Datos de trabajo:
^^^^^^^^
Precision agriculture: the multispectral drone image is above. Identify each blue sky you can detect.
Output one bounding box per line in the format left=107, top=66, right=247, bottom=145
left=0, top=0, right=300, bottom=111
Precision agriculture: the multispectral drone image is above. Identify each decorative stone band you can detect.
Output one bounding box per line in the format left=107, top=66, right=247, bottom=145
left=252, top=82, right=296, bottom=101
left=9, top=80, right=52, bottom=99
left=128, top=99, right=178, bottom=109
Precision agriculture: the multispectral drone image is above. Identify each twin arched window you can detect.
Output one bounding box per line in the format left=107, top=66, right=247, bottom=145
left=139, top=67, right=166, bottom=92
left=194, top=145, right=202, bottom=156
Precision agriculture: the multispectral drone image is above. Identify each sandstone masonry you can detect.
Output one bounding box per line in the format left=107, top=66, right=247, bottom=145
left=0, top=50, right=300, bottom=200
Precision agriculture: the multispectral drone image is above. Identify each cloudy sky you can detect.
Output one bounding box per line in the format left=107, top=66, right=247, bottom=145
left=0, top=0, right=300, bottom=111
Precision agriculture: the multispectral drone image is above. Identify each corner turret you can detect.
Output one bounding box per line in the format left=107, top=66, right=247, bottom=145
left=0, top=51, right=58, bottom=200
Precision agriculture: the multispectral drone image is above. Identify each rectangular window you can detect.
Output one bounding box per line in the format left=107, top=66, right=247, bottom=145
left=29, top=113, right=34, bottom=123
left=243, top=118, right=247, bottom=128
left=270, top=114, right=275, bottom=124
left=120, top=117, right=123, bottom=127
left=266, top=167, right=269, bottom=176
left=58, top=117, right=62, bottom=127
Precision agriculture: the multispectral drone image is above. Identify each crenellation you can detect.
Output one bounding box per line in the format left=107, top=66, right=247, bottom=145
^^^^^^^^
Objetivo indicado:
Convierte en una tabla Markdown la parte de los datos que empieza en la línea que contiene "cloudy sky you can detect." y llega hasta el final, incluidos ambos extremos. Usa las columnas n, con el número de fila, y Línea, y deja fuera las líneas en blanco.

Resultado completo:
| n | Línea |
|---|---|
| 1 | Precision agriculture: the multispectral drone image is above. Identify each cloudy sky you can detect. |
| 2 | Output one bounding box per line in the format left=107, top=66, right=247, bottom=145 |
| 3 | left=0, top=0, right=300, bottom=111 |
| 4 | Precision agriculture: the multispectral drone image is above. Identify each corner turret you can detect. |
| 5 | Output one bounding box per line in the format left=107, top=66, right=247, bottom=145 |
| 6 | left=0, top=51, right=58, bottom=200 |
| 7 | Precision agriculture: the multispectral drone image is above. Identify each rectangular window you can detect. |
| 8 | Output one bounding box per line in the format left=107, top=66, right=247, bottom=145 |
| 9 | left=29, top=113, right=34, bottom=123 |
| 10 | left=243, top=118, right=247, bottom=128 |
| 11 | left=270, top=114, right=275, bottom=124 |
| 12 | left=120, top=117, right=123, bottom=127 |
| 13 | left=266, top=167, right=269, bottom=176 |
| 14 | left=58, top=117, right=62, bottom=127 |
| 15 | Precision agriculture: the multispectral drone image is above. Identify each crenellation you can detect. |
| 16 | Output one bounding box per line in the format left=107, top=66, right=247, bottom=145 |